Extracted data entries:
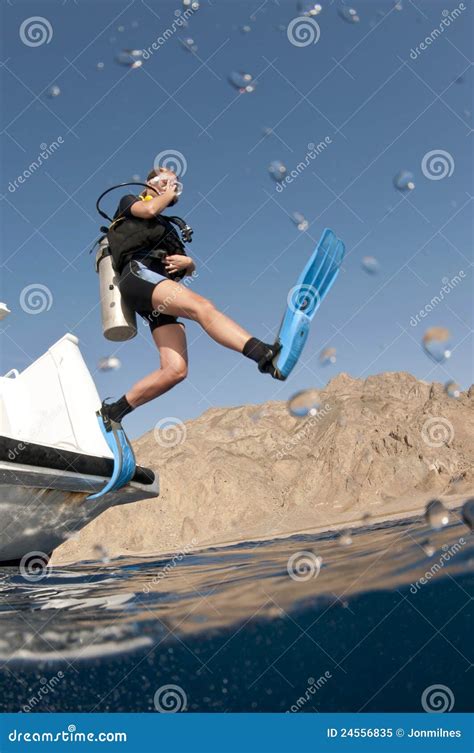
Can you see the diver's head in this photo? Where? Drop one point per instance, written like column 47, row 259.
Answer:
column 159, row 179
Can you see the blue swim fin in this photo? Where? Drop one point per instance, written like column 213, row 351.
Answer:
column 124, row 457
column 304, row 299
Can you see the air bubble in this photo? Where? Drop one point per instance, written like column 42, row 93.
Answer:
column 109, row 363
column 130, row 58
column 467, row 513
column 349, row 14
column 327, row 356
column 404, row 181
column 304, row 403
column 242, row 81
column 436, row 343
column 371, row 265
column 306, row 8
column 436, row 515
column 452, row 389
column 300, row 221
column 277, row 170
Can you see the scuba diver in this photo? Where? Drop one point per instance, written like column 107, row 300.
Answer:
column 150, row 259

YOUR TASK: Copy out the whole listing exactly, and don't carry over any pictures.

ANSWER TO THE PROBLEM:
Can you see the diver's head in this photo? Where? Drop one point per instance, written like column 47, row 259.
Answer:
column 159, row 179
Can you see the blue swim fin in this photo? Where? Drop one point per instance, written like column 213, row 351.
Answer:
column 124, row 457
column 304, row 299
Can you see the air bubble in this photo? Where? Drop one point per instance, written like column 42, row 93.
Answer:
column 109, row 363
column 130, row 58
column 467, row 513
column 349, row 14
column 327, row 356
column 404, row 181
column 304, row 403
column 242, row 81
column 436, row 343
column 371, row 265
column 306, row 8
column 436, row 515
column 452, row 389
column 300, row 221
column 277, row 170
Can you see the scuba diver in this photo? Where? Drop one point per instance, written like column 107, row 300.
Answer:
column 150, row 259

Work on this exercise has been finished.